* STATED PROBLEM: Return every row below that contains the word "fence", matching case exactly.
************
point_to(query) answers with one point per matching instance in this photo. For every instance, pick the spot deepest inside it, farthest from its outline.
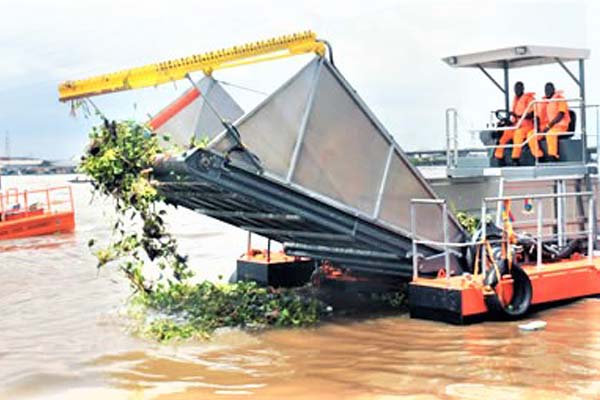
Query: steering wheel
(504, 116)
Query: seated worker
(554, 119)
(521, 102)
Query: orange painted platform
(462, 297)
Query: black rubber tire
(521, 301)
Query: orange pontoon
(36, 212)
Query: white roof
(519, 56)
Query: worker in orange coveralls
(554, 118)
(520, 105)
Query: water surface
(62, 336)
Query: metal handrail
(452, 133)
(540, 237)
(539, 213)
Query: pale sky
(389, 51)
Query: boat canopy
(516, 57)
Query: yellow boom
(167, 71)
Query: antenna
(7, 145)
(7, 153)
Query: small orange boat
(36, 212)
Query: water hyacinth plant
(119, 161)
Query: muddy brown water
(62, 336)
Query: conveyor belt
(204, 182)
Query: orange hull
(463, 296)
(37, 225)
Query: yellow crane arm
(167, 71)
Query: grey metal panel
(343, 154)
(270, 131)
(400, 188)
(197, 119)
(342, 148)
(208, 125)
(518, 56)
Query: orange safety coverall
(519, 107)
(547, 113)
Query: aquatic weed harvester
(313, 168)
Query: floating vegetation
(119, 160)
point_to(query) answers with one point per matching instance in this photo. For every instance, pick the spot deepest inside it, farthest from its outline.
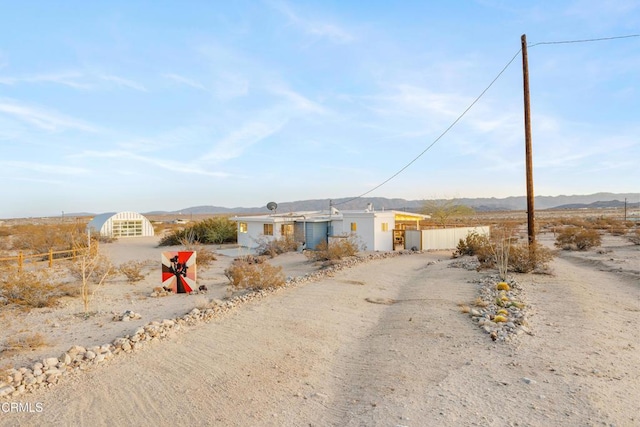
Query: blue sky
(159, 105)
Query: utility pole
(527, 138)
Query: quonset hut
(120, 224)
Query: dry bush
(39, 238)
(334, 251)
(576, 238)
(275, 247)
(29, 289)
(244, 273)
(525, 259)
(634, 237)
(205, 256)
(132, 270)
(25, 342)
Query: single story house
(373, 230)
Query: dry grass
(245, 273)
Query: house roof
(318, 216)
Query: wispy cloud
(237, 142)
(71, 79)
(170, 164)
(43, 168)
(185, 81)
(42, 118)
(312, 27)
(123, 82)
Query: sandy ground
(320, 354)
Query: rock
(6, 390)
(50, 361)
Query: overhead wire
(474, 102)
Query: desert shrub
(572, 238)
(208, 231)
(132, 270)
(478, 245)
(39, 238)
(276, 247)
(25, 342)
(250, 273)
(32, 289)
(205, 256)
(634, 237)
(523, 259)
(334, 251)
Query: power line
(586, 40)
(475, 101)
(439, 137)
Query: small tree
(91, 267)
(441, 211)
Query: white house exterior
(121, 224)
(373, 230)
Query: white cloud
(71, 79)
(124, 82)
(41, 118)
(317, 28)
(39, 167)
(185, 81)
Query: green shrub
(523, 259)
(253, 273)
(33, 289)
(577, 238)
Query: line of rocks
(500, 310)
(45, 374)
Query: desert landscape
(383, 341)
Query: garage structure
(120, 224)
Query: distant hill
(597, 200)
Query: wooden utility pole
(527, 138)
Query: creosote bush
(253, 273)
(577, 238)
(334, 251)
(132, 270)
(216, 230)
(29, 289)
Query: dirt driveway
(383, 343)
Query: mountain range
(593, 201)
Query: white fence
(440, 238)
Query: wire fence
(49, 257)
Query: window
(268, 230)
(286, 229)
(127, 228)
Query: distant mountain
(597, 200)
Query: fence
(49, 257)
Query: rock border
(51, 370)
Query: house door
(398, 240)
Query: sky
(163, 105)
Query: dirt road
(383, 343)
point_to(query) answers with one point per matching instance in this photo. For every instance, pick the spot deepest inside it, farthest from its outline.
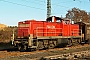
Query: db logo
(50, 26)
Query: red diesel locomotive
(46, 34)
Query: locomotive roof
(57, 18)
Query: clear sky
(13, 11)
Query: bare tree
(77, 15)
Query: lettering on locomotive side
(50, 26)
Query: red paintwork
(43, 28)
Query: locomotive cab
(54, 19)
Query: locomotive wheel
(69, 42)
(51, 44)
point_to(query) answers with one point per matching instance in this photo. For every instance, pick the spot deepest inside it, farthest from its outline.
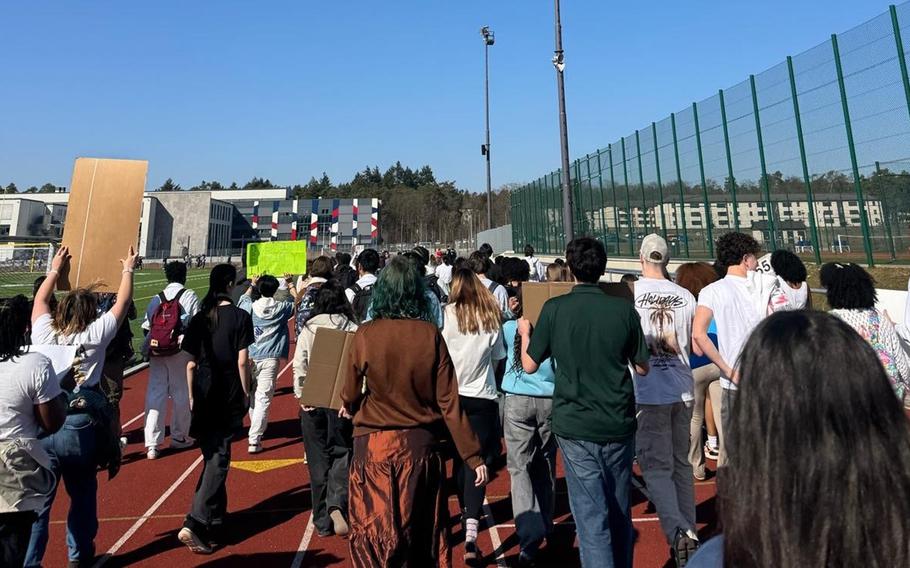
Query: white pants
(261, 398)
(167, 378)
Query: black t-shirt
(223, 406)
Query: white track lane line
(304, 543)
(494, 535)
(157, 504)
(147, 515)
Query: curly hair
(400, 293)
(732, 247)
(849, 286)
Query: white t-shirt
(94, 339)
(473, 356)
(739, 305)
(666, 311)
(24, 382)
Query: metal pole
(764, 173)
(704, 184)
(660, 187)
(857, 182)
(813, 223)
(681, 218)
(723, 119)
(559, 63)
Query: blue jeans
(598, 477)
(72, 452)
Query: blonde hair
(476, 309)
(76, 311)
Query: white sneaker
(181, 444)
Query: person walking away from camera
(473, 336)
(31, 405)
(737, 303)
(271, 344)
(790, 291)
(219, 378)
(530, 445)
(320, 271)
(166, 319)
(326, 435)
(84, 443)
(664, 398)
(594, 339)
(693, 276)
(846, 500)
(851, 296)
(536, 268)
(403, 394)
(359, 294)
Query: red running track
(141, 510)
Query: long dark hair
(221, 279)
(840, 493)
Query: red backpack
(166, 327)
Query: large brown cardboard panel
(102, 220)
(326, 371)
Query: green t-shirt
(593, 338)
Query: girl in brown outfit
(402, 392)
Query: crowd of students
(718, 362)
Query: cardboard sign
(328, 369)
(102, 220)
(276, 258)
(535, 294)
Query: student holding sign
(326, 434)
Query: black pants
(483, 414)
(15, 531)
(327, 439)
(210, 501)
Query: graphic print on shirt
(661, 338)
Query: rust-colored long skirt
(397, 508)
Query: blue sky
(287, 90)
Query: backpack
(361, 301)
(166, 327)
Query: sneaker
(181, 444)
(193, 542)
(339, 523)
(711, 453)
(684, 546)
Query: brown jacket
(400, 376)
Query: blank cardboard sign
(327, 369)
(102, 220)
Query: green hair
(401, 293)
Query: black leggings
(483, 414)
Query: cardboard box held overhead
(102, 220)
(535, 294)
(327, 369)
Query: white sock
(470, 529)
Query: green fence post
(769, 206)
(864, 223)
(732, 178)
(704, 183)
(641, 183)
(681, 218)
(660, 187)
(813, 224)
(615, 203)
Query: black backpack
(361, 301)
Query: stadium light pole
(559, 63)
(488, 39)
************
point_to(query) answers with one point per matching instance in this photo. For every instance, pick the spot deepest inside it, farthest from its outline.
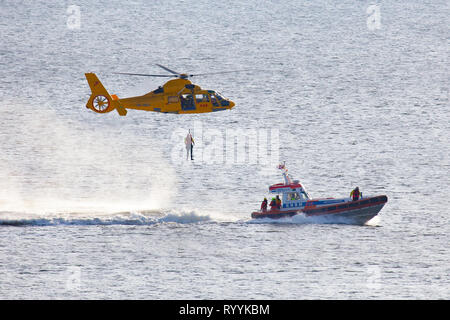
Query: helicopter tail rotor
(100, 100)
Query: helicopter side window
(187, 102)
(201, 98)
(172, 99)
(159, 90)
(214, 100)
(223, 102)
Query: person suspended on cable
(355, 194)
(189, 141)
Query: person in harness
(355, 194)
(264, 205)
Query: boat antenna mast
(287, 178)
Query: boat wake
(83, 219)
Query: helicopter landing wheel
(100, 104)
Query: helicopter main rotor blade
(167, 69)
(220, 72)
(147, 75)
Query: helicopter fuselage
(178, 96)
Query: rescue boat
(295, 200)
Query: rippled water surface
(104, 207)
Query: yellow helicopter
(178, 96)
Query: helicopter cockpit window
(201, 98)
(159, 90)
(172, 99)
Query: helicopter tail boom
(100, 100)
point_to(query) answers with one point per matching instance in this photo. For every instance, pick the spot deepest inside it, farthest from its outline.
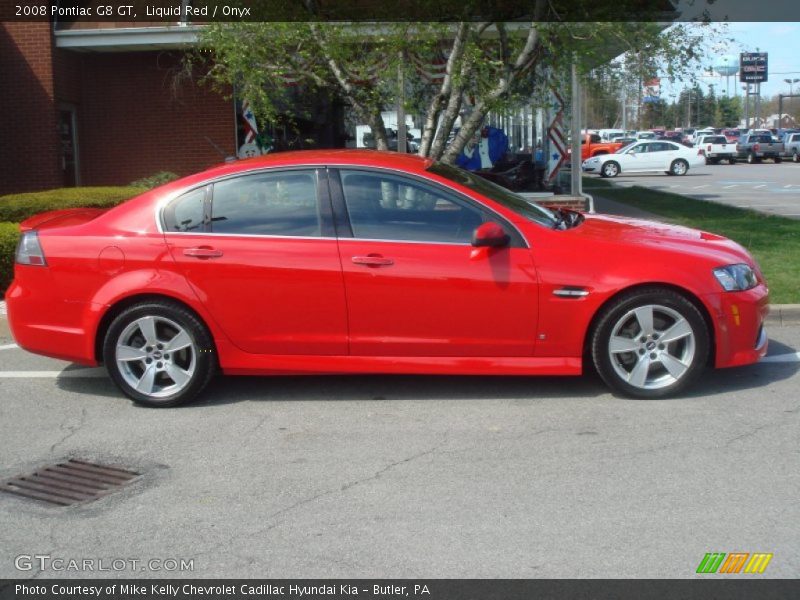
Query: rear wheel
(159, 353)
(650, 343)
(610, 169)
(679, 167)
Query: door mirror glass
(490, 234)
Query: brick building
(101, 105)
************
* SOLVED EXERCISE:
Query: white fence
Query: wire fence
Query: fence
Query: green fence post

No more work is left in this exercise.